_Required work_.
Display, unaltered, each line in the rows below that contains the string "railing".
— begin Dataset records —
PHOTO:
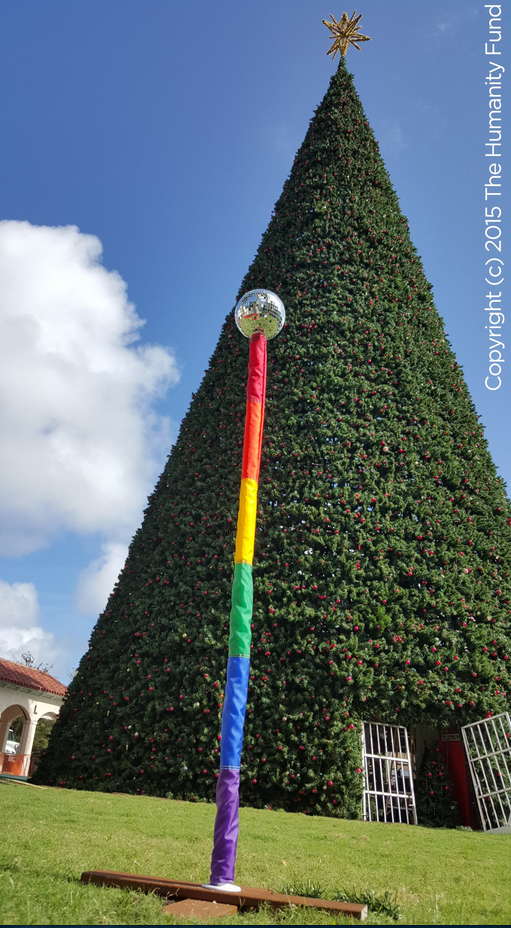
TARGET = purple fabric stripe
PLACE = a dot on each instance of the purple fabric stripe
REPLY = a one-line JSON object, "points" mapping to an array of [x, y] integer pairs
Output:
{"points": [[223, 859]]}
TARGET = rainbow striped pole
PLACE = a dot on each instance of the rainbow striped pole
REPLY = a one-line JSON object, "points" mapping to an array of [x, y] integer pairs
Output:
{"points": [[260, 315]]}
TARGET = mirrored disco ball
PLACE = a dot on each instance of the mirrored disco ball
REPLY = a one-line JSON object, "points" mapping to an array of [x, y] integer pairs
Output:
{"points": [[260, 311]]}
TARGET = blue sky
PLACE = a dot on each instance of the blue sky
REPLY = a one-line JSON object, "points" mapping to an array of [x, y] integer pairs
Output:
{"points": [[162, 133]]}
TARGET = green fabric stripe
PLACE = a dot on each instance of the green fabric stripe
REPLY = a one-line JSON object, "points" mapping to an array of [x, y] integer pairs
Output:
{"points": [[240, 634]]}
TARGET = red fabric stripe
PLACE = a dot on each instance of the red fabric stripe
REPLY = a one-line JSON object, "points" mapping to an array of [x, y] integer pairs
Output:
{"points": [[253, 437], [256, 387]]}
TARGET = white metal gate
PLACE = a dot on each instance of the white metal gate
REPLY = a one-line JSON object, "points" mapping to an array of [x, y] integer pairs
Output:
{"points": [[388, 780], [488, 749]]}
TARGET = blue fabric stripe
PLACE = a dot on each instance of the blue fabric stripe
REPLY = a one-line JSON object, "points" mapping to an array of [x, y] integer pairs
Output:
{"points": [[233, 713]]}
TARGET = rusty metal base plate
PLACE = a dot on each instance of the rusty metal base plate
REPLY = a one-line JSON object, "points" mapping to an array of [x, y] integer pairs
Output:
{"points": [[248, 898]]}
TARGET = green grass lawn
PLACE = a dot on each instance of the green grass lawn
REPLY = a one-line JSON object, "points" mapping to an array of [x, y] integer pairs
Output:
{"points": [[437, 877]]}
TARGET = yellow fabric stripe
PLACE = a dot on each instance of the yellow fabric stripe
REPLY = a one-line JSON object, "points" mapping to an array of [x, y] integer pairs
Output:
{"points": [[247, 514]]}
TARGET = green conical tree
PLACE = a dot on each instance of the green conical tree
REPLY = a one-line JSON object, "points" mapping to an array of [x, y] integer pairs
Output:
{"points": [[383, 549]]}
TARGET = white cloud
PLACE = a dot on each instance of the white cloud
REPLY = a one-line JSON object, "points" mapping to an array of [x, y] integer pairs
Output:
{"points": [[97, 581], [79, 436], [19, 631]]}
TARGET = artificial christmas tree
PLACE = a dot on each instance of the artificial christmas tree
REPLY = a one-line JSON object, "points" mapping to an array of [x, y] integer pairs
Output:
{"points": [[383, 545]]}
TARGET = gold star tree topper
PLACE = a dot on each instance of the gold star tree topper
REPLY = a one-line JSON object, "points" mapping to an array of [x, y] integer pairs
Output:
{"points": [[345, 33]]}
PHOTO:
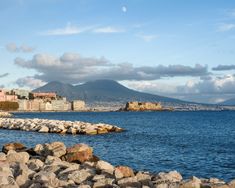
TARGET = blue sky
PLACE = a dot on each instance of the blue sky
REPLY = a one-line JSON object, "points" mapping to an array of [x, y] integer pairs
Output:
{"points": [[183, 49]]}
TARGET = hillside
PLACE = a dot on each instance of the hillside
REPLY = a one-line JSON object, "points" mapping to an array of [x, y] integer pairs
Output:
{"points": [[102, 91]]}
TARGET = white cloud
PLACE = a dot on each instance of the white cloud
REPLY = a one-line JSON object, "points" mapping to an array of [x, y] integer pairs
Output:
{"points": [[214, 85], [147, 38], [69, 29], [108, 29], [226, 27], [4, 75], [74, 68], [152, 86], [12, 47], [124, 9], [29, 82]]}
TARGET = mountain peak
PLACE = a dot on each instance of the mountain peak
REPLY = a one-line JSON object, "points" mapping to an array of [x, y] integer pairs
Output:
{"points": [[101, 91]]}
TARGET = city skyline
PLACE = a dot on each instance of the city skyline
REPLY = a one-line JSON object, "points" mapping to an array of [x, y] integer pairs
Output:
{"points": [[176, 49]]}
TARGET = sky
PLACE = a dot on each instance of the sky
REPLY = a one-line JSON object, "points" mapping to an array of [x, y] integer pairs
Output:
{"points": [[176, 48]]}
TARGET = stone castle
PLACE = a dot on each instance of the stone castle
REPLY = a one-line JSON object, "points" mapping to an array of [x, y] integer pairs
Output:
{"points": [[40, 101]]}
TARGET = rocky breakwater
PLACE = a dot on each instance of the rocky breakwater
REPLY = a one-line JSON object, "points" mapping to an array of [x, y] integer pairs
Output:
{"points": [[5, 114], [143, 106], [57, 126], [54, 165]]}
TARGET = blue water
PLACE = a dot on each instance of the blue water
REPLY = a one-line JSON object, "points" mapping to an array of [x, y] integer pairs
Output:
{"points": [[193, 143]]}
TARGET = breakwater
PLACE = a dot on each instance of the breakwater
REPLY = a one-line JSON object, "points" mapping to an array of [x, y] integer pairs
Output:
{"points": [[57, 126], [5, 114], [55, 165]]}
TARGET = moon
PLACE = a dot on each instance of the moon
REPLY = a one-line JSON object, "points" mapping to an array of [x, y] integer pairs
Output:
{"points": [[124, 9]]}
— end Dataset records —
— begin Dataset records —
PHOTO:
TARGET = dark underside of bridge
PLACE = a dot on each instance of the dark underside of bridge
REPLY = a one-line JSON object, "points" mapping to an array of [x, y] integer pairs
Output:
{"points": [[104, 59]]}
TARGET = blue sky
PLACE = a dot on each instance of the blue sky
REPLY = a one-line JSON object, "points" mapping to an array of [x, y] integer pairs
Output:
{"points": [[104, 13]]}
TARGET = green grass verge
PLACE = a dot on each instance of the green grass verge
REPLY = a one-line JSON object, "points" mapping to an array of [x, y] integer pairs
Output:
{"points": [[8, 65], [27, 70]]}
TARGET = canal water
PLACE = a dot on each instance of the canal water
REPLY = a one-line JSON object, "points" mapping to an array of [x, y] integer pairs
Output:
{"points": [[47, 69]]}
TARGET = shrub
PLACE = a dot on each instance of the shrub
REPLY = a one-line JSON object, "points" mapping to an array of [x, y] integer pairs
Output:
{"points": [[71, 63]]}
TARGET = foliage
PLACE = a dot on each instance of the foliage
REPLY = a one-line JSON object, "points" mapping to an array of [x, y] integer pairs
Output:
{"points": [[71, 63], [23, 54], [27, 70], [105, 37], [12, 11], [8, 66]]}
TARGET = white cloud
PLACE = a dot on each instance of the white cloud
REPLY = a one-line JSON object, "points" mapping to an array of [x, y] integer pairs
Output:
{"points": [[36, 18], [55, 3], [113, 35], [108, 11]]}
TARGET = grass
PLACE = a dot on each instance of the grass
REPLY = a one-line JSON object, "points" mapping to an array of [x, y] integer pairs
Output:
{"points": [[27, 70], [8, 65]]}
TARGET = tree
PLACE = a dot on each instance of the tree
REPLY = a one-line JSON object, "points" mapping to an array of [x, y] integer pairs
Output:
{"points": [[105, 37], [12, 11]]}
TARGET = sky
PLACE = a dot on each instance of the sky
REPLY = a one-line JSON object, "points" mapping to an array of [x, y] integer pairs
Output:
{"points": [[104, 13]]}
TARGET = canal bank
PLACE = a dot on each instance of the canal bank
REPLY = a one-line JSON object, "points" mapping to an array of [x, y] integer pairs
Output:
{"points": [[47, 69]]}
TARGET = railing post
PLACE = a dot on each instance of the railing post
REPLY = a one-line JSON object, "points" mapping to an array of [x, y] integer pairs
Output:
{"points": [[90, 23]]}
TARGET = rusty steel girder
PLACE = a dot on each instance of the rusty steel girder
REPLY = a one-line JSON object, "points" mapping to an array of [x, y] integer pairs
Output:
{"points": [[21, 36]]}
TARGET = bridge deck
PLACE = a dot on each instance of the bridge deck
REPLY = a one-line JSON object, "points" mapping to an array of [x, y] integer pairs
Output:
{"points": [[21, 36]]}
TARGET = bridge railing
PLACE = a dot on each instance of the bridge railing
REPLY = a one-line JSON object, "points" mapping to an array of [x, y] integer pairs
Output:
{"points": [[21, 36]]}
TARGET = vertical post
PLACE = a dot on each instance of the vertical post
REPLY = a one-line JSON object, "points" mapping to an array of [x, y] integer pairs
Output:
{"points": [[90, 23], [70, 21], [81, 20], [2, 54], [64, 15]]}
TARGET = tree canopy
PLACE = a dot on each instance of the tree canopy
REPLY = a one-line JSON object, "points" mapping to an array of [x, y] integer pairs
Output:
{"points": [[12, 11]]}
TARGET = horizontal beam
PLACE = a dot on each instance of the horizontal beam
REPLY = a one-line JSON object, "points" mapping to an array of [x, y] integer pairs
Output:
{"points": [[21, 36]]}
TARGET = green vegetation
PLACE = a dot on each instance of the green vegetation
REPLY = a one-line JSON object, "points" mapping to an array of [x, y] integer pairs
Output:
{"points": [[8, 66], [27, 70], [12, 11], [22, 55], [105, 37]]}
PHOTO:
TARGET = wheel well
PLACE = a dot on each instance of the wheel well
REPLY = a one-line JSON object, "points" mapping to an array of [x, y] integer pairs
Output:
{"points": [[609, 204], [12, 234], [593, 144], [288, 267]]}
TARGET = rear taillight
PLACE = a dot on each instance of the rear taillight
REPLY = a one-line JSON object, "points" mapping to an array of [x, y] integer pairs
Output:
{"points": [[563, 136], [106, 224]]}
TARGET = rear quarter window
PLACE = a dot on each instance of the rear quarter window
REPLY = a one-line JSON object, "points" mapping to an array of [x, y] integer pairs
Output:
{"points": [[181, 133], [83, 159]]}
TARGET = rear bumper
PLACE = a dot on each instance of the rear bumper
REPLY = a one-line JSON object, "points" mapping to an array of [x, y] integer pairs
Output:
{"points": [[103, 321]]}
— end Dataset records —
— begin Dataset records —
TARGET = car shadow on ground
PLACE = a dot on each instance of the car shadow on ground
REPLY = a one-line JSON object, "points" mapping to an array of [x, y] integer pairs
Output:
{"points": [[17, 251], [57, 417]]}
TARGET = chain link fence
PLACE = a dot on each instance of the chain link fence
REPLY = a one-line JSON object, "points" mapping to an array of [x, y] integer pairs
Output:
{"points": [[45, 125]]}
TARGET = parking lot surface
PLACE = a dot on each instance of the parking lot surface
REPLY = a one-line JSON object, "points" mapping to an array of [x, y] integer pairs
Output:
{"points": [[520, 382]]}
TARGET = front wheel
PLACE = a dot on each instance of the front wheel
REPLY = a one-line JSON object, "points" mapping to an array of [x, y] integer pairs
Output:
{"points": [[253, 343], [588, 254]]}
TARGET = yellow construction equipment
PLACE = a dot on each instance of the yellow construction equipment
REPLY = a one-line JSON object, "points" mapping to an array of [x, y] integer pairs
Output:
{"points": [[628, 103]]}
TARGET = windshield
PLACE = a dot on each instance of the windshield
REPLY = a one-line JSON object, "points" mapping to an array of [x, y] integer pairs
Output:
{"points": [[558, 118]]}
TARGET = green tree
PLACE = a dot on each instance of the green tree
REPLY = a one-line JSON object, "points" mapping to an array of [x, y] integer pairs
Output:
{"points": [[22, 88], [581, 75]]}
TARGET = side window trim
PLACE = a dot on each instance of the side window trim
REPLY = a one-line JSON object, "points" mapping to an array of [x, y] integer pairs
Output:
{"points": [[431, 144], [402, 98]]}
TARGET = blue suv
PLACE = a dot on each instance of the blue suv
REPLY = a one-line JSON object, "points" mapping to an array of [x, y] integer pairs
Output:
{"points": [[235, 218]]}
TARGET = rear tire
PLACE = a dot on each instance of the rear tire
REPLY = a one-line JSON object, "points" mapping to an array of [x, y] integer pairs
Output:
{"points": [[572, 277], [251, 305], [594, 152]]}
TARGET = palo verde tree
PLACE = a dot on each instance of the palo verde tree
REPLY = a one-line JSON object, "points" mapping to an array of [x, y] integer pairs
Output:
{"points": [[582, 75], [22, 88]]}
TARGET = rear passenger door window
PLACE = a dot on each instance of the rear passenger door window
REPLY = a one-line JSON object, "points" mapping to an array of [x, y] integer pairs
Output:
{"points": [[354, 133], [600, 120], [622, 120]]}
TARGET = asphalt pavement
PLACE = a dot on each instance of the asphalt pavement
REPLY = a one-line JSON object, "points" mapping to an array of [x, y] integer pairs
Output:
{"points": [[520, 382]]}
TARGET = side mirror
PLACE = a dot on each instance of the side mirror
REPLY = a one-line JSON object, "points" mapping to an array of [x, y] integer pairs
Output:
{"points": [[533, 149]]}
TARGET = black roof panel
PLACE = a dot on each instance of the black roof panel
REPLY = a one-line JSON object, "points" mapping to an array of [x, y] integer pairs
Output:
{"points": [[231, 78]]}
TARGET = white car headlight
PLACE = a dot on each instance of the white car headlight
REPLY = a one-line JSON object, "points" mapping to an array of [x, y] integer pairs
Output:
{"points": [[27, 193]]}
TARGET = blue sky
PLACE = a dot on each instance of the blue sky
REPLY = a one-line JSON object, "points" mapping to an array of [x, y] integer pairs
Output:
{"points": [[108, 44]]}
— end Dataset records —
_Correct answer_.
TARGET = railing post
PLACE = a dot on each instance of the railing post
TARGET = bridge railing
PLACE = a dot on each instance of the bridge railing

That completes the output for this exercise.